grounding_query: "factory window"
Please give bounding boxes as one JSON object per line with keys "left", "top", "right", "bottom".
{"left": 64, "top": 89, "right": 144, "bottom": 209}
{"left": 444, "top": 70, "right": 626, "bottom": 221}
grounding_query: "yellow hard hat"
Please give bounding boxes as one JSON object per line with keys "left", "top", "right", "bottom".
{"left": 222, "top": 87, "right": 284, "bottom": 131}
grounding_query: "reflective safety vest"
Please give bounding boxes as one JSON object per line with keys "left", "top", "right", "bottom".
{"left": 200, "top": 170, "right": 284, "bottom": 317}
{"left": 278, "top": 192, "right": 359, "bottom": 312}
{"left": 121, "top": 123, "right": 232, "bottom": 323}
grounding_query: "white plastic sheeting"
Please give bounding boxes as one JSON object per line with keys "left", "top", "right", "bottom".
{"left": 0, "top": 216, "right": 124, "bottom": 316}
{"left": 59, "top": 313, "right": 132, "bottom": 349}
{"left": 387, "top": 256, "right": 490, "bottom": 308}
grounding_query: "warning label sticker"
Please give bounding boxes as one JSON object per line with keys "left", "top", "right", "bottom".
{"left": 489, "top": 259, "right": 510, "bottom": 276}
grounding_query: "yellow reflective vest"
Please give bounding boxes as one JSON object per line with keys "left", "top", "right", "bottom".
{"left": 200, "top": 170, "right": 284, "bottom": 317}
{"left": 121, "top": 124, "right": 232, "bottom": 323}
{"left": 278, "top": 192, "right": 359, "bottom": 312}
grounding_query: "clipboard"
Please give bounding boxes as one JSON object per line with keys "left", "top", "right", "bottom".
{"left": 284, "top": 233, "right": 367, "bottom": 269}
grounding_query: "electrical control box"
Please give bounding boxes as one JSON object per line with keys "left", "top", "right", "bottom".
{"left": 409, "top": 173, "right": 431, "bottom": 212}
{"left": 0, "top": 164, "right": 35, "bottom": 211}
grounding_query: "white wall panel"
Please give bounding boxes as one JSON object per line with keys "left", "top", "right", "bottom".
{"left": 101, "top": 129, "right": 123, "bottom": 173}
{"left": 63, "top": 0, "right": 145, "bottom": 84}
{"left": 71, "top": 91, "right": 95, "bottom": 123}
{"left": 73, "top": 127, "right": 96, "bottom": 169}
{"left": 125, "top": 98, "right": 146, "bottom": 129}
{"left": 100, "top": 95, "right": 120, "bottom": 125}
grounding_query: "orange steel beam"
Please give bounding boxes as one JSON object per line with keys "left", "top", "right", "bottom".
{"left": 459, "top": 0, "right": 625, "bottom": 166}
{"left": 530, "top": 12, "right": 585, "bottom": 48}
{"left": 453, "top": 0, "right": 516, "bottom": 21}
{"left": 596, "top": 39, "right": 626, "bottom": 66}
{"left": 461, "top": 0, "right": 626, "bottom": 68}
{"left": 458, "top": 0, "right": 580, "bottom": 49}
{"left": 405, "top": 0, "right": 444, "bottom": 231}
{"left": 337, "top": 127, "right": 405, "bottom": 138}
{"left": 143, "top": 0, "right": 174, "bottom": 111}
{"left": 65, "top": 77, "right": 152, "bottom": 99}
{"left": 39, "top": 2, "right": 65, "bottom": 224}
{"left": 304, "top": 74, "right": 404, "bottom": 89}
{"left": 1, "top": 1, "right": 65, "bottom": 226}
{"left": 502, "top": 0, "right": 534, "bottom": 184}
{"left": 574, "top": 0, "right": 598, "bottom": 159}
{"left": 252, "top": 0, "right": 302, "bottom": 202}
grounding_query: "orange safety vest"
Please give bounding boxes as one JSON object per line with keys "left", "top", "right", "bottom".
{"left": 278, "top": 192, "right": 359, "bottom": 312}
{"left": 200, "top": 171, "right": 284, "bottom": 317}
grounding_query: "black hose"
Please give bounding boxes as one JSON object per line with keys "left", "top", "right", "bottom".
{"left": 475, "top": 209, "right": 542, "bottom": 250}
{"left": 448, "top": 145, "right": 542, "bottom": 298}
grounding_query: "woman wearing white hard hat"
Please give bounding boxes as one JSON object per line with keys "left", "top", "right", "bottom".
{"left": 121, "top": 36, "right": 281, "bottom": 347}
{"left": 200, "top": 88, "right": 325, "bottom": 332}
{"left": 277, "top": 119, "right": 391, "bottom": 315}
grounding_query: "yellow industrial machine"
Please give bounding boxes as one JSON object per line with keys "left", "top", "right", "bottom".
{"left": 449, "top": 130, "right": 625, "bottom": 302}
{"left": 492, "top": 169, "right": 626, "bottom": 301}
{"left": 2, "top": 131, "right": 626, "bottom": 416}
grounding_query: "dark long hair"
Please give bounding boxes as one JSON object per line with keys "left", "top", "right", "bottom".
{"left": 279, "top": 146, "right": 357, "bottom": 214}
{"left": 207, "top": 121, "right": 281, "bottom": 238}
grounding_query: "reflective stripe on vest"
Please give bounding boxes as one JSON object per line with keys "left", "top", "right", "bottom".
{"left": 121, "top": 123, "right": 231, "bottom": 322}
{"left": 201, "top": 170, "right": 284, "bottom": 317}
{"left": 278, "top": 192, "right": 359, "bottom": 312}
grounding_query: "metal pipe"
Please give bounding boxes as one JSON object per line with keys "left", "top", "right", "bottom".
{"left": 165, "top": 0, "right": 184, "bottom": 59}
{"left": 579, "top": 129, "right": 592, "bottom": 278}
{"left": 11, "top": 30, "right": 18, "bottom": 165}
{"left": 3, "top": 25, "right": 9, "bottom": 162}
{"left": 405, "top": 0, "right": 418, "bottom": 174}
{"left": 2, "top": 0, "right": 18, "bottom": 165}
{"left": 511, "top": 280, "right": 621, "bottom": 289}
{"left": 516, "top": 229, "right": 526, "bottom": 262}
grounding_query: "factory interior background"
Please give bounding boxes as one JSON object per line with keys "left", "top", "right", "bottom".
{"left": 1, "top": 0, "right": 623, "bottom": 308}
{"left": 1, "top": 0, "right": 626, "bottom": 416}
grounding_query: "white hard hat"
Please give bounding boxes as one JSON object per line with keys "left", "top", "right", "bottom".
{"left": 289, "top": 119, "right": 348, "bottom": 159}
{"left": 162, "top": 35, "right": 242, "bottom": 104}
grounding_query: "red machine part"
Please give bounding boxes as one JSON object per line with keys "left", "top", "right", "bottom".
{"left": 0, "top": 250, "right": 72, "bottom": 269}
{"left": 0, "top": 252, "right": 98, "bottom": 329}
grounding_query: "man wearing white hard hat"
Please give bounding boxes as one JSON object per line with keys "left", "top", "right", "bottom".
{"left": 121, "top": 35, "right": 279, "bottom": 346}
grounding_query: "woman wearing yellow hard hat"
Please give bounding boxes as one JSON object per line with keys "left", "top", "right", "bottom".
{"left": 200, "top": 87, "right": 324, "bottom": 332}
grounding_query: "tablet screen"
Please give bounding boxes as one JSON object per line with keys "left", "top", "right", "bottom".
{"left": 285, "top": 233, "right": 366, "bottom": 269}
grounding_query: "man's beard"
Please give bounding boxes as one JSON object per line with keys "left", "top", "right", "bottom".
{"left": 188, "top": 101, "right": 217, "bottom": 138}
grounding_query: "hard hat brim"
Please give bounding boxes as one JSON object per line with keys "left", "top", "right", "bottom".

::::::::::

PROBLEM STATEMENT:
Look through the data above for the word "machine". Report each line where it occurs.

EXERCISE RESULT:
grounding_query: "yellow industrial machine"
grounding_query: "red machine part"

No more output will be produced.